Task brief: Without the pictures, set down everything in the listing exactly.

============================================================

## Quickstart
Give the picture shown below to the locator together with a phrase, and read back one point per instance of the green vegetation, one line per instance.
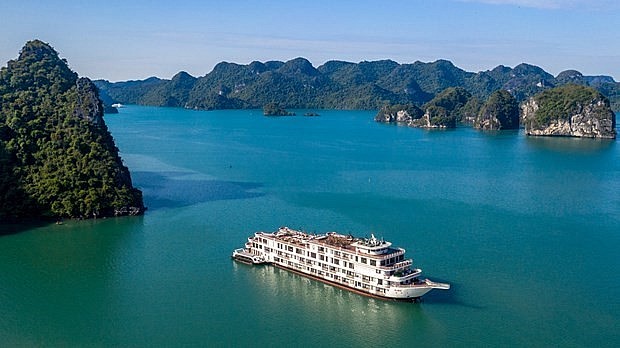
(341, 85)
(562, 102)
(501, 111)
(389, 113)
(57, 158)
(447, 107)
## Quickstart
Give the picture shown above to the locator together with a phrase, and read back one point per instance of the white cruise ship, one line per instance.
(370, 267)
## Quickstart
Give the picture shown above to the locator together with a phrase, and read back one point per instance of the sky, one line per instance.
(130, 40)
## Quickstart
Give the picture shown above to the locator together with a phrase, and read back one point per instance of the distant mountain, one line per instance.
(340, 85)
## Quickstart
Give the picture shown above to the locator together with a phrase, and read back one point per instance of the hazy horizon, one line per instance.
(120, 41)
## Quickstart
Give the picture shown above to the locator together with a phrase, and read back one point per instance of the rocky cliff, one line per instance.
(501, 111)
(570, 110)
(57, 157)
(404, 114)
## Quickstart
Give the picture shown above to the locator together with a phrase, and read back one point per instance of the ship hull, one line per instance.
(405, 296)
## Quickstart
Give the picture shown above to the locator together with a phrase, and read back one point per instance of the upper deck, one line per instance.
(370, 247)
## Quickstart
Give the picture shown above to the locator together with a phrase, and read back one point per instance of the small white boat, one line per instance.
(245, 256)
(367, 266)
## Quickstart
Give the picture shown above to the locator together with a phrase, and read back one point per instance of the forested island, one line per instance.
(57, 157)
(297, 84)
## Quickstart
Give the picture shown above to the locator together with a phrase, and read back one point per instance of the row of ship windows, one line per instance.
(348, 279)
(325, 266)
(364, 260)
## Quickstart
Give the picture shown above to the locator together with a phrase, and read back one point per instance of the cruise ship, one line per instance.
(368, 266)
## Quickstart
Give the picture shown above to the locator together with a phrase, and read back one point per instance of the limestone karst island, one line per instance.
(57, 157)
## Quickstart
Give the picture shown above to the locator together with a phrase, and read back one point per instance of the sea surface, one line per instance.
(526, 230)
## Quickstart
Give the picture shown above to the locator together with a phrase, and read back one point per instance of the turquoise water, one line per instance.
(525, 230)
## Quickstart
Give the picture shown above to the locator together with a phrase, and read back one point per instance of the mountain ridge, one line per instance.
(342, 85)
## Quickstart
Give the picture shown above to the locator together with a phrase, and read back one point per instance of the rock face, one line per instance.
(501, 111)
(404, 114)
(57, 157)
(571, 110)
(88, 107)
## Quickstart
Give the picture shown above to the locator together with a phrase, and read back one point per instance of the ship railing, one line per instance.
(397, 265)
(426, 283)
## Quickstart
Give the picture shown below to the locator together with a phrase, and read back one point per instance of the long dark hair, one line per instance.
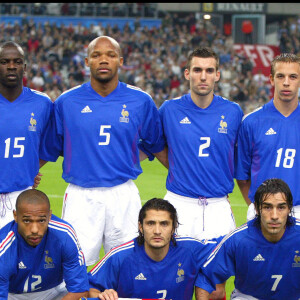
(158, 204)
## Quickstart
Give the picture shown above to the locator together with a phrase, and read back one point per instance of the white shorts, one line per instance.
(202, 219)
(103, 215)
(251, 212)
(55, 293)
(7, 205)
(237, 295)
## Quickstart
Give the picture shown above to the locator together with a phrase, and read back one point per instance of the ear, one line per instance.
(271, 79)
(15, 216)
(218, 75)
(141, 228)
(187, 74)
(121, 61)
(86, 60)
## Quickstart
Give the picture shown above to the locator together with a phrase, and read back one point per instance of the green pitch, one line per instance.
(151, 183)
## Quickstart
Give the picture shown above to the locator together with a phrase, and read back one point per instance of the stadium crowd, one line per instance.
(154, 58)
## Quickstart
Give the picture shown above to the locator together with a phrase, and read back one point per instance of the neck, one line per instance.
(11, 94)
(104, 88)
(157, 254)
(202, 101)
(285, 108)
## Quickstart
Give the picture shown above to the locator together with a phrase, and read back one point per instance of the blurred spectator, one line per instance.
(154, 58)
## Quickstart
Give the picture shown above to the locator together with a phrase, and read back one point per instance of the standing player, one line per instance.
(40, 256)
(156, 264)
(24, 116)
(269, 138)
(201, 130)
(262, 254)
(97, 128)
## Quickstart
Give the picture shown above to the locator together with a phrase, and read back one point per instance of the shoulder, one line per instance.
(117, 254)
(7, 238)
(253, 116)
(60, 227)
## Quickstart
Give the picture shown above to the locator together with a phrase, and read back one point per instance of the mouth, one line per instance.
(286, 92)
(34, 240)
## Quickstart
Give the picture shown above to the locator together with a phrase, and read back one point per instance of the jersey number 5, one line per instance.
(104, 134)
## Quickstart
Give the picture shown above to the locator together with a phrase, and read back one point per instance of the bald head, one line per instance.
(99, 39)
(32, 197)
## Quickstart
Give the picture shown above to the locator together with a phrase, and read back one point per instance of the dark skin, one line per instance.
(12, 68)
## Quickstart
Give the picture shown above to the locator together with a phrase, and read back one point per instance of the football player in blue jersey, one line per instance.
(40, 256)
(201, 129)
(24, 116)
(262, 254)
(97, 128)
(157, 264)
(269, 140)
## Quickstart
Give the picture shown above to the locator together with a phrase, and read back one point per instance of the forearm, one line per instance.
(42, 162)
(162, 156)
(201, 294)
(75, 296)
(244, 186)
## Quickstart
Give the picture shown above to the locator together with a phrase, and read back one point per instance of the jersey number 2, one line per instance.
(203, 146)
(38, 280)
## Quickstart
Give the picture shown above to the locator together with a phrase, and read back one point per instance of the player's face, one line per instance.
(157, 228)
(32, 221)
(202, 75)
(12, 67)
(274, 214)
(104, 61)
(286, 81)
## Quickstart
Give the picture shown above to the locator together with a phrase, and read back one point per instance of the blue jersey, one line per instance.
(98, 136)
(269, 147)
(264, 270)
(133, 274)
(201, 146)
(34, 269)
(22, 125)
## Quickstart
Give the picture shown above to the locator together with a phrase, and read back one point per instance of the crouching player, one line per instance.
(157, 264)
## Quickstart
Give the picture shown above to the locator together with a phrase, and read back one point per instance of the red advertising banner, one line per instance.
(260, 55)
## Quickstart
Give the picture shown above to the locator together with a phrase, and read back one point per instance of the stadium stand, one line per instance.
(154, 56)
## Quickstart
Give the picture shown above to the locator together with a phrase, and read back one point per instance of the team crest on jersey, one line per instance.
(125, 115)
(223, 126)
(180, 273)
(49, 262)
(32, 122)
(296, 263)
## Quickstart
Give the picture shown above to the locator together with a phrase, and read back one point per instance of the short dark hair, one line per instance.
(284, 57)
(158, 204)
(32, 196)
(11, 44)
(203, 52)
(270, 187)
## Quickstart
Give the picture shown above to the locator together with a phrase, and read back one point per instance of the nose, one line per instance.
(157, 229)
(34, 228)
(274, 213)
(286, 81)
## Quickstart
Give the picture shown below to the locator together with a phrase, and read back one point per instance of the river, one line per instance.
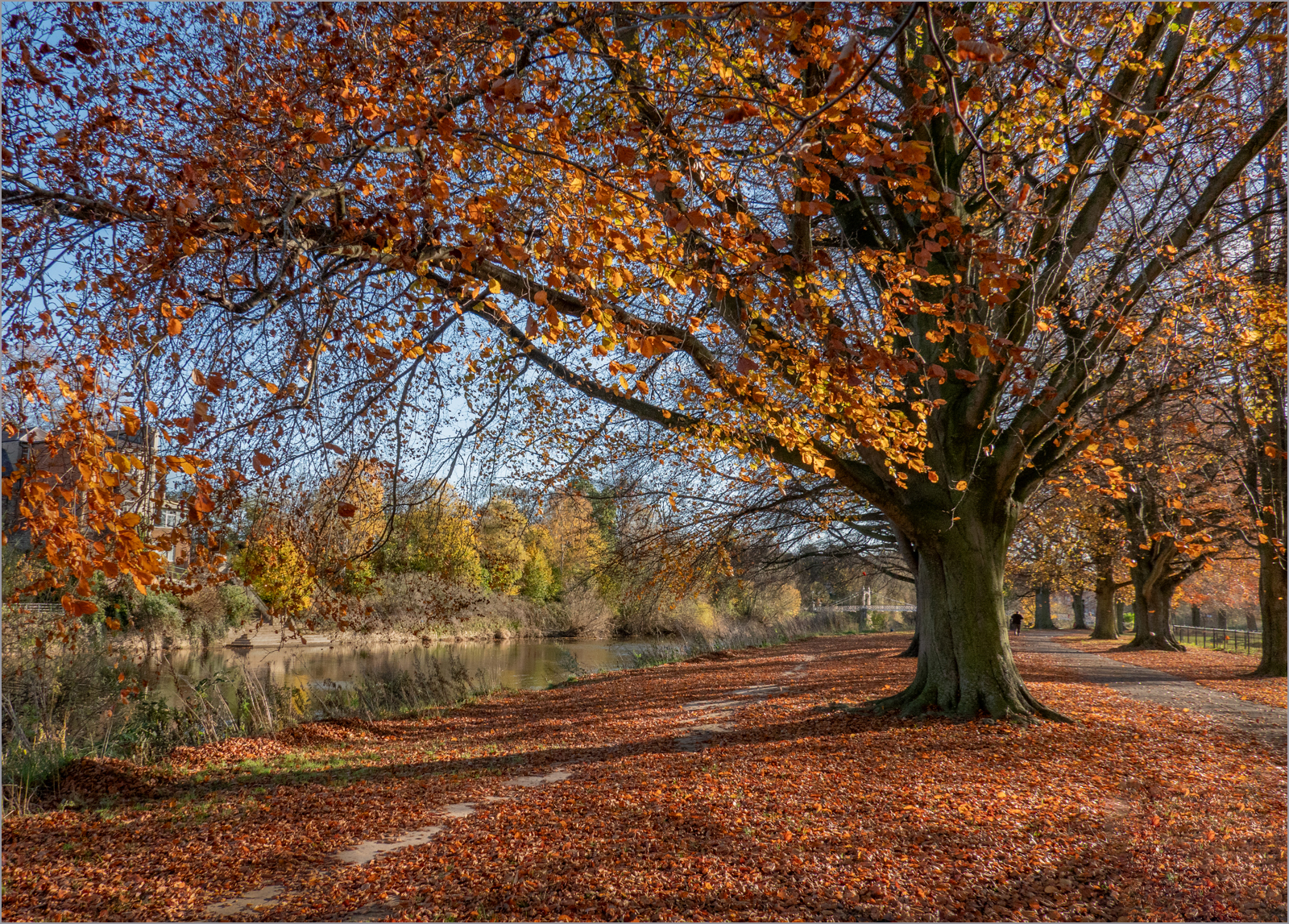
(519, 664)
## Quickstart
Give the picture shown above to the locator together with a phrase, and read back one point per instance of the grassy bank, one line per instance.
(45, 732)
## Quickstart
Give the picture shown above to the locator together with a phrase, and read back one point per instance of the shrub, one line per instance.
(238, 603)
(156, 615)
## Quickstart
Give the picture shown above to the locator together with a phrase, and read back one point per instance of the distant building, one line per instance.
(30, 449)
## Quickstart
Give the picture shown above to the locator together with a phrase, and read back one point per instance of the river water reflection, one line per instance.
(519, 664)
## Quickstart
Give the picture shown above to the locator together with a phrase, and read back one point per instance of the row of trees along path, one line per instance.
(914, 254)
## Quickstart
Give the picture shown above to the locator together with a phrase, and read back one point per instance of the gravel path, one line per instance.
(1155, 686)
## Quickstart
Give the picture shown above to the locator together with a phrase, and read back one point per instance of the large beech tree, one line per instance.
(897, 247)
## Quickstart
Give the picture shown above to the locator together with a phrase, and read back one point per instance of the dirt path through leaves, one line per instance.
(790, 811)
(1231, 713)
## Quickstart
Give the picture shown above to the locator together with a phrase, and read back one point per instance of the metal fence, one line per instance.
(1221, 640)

============================================================

Result of this task:
## Quickstart
Give the picture shown below to the locator together with a phrase, and read back one point per instance of the green vegetation, one line per instance.
(341, 85)
(562, 102)
(501, 111)
(389, 113)
(57, 158)
(447, 107)
## Quickstart
Give the picture shown above to the locator together with a phrase, and read back one point per instance of the white cruise ship, one line per instance.
(370, 267)
## Quickstart
Give the picture shown above to the locator together with a phrase, and read back one point per instance of the sky, one line per instance.
(130, 40)
## Quickstart
Give the picture shown above to the locator together with a phrase, and read back one point per instance of the distant mountain, one line per instance.
(340, 85)
## Quickstart
Give the picture shown above to the locator together with a phrase, and read back one point per instance of the hazy horizon, one line per instance.
(120, 41)
## Quickstart
Give the picture shown above to the locator together with a phrase, and read back one point per instance of the rocky cliff, one line per instance.
(501, 111)
(570, 110)
(57, 157)
(404, 114)
## Quickstart
Give the picture shown above to the locator together with a phrase, and read back one point per instance of the ship hull, one line per instance.
(405, 296)
## Quickstart
Give the picture shown above to the locator together with a phrase, and read back one point per instance of the upper deck, one line per instance.
(370, 247)
## Quickstart
Give the picture shown above to the locator together with a phrase, and read back one point per instance of the small white boat, one line per instance.
(245, 256)
(367, 266)
## Quickstart
Give the picture shown above to the locator together with a phrase, and read back one point per instance of the forested island, one line per instance.
(57, 157)
(297, 84)
## Quickstart
Give the picture shown above to the locator together with a phrase, and read back one point per instance of the row of ship windows, one line per instance.
(348, 279)
(325, 266)
(364, 260)
## Quickstart
Give the picture shown above to the locator together with a phrase, and read back one point per instance of the cruise ship, one line per instance.
(368, 266)
## Quickstart
Give the picture shown above to the locator together with a phrase, and read back one point per instance of the limestone karst island, one line per instance.
(57, 157)
## Quickstart
Give the picture shown above to the locator together with a phrase, and read back one point per instance of the sea surface, one line per instance.
(526, 230)
## Quickstart
Give the picture shown above to the locator together with a phrase, and read back one point per instance of the turquoise water, one line per instance.
(525, 230)
## Quickstart
Give the picture shown above to the locator together with a phrase, and read back one point per instance of the mountain ridge, one line per instance.
(342, 85)
## Quickstart
Give the picture shown above to the locator together with a phrase, and read back one point per instance of the rock face, one line per instance.
(501, 111)
(404, 114)
(57, 157)
(571, 110)
(88, 107)
## Quickstart
Give the picture shown above to the locator together with a phrase, and read back one point per instance of the ship railing, one line per instance.
(397, 265)
(426, 283)
## Quickstart
Give the picture shown below to the locator together with a phrase, and read back one point per instance of the long dark hair, one line per instance.
(158, 204)
## Quickstart
Give the picture shown above to the locator together with a phrase, and read back one point per instance of the white shorts, one line per instance.
(202, 219)
(103, 215)
(251, 212)
(55, 293)
(7, 205)
(237, 295)
## Quickstart
Give the picture shown above to the locator together with a phrase, and read back one point per instance of the ear, one line per instance.
(271, 79)
(15, 216)
(218, 75)
(141, 228)
(187, 74)
(121, 61)
(86, 60)
## Quickstart
Give the picture shown above to the locator together with a phrase, and read back one point per instance of the green pitch, one line per instance.
(151, 183)
## Quickstart
Give the picture shown above to the locator together with a phrase, and read back one point per instance of the stadium crowd, one line per instance.
(154, 58)
## Quickstart
Give the picture shown above to the locator together with a phrase, and read back one point per instance of the neck, one line per instance.
(11, 94)
(104, 88)
(157, 254)
(202, 101)
(285, 108)
## Quickstart
Give the picture shown above to the locator together with a phrase, and read back one point per instance of the blurred spectator, one line per instance.
(154, 58)
## Quickstart
Give the picture shown above to the locator together with a phrase, and read back one point per instance of the standing player, one line per instance.
(40, 256)
(156, 264)
(24, 116)
(269, 138)
(201, 130)
(262, 254)
(97, 128)
## Quickstart
Give the picture shown above to the locator together with a phrase, and read back one point per instance of the shoulder, one line per instance.
(117, 254)
(7, 238)
(253, 116)
(60, 227)
## Quickstart
Give the picture shown above to the locator together with a phrase, and read back one point per instance of the mouth, one line per instance.
(286, 92)
(34, 240)
## Quickstart
Give the picture shown above to the locator together with a phrase, and read back one point per instance of the jersey number 5, one line per instance.
(104, 134)
## Quickstart
Give the picture shown above to the locator together with a phrase, and read back one point per instance of the bald head, one line per instance.
(99, 39)
(32, 197)
## Quickstart
Give the picture shown above to the locator together with a phrase, and read back one point per instance of the dark skin, one line per instance.
(12, 68)
## Quickstart
Give the picture shown above to the locator together with a phrase, and read back one point per instance of the football player in blue jersey, one line per instance.
(40, 256)
(201, 129)
(24, 116)
(262, 254)
(97, 128)
(157, 264)
(269, 140)
## Quickstart
Give the picture shown above to the locator together with a phrase, and read back one point per instance of the forearm, one line per instance.
(42, 162)
(162, 156)
(201, 294)
(75, 296)
(244, 186)
## Quickstart
Give the picture shown above to the locator together with a phrase, and read back one point per instance of the jersey number 2, one line per instance.
(203, 146)
(38, 280)
## Quickstart
Give the picture shown above to the locator together with a phrase, and read back one point per instance of the player's face, one line per instance.
(157, 228)
(32, 221)
(202, 75)
(12, 67)
(274, 214)
(104, 61)
(286, 81)
## Quickstart
Give the picture shown above to the locator together with a phrase, and read back one point per instance of the blue jersey, one line per instance.
(98, 136)
(269, 147)
(264, 270)
(133, 274)
(201, 146)
(34, 269)
(22, 125)
## Quickstart
Give the picture shown above to the locator together with a phrase, and read back one point per instance of the crouching player, one line per instance.
(157, 264)
## Quickstart
Give the picture shown above to the locator together with a phrase, and read back one point per instance of the red advertising banner, one line per instance.
(260, 55)
## Quickstart
Give the picture shown above to the locator together with a phrase, and read back one point per instance of the stadium stand, one line per instance.
(154, 56)
## Quickstart
Give the picture shown above to the locator together with a phrase, and read back one point per instance of the team crest on jersey, one line per instance.
(125, 115)
(223, 126)
(180, 273)
(49, 262)
(32, 122)
(296, 263)
## Quickstart
Give the picture shown above to the locator together with a phrase, and read back one point per instance of the short dark hair, one line per instance.
(284, 57)
(158, 204)
(32, 196)
(11, 44)
(203, 52)
(270, 187)
## Quickstart
Give the picture shown above to the locator together with a phrase, and read back one point per instance of the nose, one line per instance.
(157, 229)
(34, 228)
(274, 213)
(286, 81)
## Quickstart
Give the picture shown below to the locator together with a phrase, and read back one point per instance of the river, one line per instance.
(519, 664)
## Quickstart
Give the picture shown above to the locator together with a phrase, and read back one point per instance of the grassy bank, one line per instance.
(45, 732)
## Quickstart
Give the picture shown above to the locator together with a phrase, and read back one point per instance of the shrub, one line per instance.
(238, 603)
(156, 615)
## Quickstart
Give the picture shown above to the locator together with a phrase, and read back one point per instance of the distant building, one line per instance.
(30, 449)
## Quickstart
Give the picture shown above to the locator together with a phrase, and read back one point per instance of the river water reflection, one line per instance.
(519, 664)
## Quickstart
Give the picture shown above to the locator together with a phrase, and read back one point per instance of the row of trees along path, one line per instance.
(914, 254)
## Quickstart
Give the picture shown above to the locator together with a phrase, and read back one point per instance of the gravel path, one line per instance.
(1155, 686)
## Quickstart
Give the picture shown above to the locator together with a phrase, and read back one point per instance of the large beech tree, one line per instance.
(897, 247)
## Quickstart
Give the picture shown above to the locator together with a phrase, and read back one point per instance of the dirt path through leaves, one line per instance.
(790, 811)
(1231, 713)
## Quickstart
Give the picture shown above to the locator together with a phrase, and read back one point per instance of the metal fence, one line per instance.
(1221, 640)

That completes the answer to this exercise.